CONSIGNE:
Reproduisez l’extrait du texte sur le festival d’Avignon en commençant à « En fait, le » et en terminant à « mener à bien. », en substituant « jeux de lumière » à « feux d’artifice ».

TEXTE À LIRE:
====================

AVIGNON, il y a dix ans, ce fut le conflit des intermittents et l’annulation du dernier festival de l’ère Faivre-d’Arcier. Depuis, un rite s’est installé : avant le début de la première représentation de la cour d’honneur, un représentant de la profession lit un message à l’adresse du ministre de la Culture. Ils y ont tous eu droit. Samedi dernier ce fut le cas, avec, en plus, depuis la salle, l’intervention de deux hommes mêlant le souci nucléaire et les angoisses du secteur du spectacle vivant. Le public, impatienté, rugit en une belle bronca. Tout pouvait commencer.
En fait, le festival était lancé depuis la veille avec un spectacle de l’Espagnole Angélica Liddell sur la Chine et une démonstration en vidéo, images de synthèse, projections, feux d’artifice par le Groupe F sur les murs du nouvel équipement lié au festival. En dehors des remparts, à un quart d’heure à pied, La FabricA sera un lieu de travail toute l’année, avec studios pour résidences, salles de répétition, salle de spectacle modulable, stockage, etc. Un rêve aussi vieux que le festival et que les deux directeurs, qui signent leur dixième et dernière programmation, ont réussi à mener à bien.

====================

LIGNES FOURNIES:
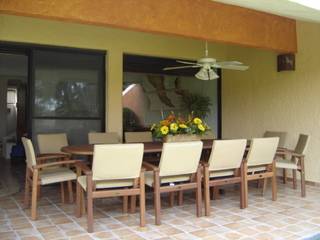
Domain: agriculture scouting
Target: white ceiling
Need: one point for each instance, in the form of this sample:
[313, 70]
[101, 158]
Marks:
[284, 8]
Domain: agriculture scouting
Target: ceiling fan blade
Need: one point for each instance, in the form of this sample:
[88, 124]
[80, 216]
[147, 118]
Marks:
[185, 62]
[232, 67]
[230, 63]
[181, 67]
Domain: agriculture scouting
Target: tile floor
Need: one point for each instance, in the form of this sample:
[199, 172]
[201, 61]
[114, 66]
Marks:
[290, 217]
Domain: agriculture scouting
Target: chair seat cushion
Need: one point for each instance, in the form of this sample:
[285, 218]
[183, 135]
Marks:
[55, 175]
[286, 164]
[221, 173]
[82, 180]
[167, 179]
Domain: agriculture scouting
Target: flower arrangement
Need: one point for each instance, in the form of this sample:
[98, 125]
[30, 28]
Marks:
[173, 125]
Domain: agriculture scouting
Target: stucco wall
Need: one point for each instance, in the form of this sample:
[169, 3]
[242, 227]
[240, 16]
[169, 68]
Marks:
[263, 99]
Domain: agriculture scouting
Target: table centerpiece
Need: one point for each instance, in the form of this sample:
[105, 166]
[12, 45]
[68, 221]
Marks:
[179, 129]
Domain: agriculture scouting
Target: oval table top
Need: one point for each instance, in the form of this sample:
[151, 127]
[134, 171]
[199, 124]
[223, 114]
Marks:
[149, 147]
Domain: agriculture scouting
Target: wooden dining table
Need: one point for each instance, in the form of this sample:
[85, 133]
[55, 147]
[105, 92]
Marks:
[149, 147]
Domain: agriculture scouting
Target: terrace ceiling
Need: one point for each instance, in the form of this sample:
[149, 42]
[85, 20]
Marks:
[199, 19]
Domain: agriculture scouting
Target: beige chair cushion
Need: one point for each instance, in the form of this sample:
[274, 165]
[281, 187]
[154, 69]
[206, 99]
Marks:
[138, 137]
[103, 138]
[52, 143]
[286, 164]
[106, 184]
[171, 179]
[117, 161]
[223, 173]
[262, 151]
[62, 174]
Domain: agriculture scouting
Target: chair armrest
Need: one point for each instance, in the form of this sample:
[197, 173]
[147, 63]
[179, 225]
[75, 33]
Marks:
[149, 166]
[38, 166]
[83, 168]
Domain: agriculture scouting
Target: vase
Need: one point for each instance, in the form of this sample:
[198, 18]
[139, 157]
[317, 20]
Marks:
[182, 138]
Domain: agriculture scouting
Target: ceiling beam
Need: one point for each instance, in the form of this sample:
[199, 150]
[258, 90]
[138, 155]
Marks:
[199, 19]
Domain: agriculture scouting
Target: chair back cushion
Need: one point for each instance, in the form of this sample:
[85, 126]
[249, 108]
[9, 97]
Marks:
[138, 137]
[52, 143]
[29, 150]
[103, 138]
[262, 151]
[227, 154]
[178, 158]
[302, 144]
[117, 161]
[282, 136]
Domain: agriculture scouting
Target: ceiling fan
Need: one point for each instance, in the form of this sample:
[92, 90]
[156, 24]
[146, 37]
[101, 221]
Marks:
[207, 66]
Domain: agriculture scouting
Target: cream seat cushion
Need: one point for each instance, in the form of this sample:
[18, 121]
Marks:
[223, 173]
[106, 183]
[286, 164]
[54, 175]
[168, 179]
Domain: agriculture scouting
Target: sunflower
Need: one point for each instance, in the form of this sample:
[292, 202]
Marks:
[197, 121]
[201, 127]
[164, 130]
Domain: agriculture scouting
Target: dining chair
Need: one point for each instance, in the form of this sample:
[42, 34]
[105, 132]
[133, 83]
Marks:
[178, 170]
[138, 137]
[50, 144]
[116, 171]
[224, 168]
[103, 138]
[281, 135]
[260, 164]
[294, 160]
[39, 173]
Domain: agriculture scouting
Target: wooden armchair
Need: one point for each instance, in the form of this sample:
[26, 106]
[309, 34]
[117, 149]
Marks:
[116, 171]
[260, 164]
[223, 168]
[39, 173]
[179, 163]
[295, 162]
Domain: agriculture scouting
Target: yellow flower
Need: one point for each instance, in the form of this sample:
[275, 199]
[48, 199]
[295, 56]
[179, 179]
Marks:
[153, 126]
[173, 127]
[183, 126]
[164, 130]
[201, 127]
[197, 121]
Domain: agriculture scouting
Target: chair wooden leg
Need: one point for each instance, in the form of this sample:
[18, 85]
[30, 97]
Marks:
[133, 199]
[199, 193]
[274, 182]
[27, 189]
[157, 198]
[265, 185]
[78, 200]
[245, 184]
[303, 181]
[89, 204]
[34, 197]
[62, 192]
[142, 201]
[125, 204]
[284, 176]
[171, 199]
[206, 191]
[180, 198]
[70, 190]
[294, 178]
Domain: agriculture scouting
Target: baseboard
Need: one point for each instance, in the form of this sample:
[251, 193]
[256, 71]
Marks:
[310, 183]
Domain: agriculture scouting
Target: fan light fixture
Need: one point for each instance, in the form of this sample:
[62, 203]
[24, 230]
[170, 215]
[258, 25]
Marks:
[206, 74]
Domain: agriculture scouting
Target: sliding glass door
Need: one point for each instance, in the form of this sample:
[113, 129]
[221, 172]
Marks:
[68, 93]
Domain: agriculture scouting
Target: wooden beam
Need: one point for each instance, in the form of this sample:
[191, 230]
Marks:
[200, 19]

====================

PRODUCTION ATTENDUE:
En fait, le festival était lancé depuis la veille avec un spectacle de l’Espagnole Angélica Liddell sur la Chine et une démonstration en vidéo, images de synthèse, projections, jeux de lumière par le Groupe F sur les murs du nouvel équipement lié au festival. En dehors des remparts, à un quart d’heure à pied, La FabricA sera un lieu de travail toute l’année, avec studios pour résidences, salles de répétition, salle de spectacle modulable, stockage, etc. Un rêve aussi vieux que le festival et que les deux directeurs, qui signent leur dixième et dernière programmation, ont réussi à mener à bien.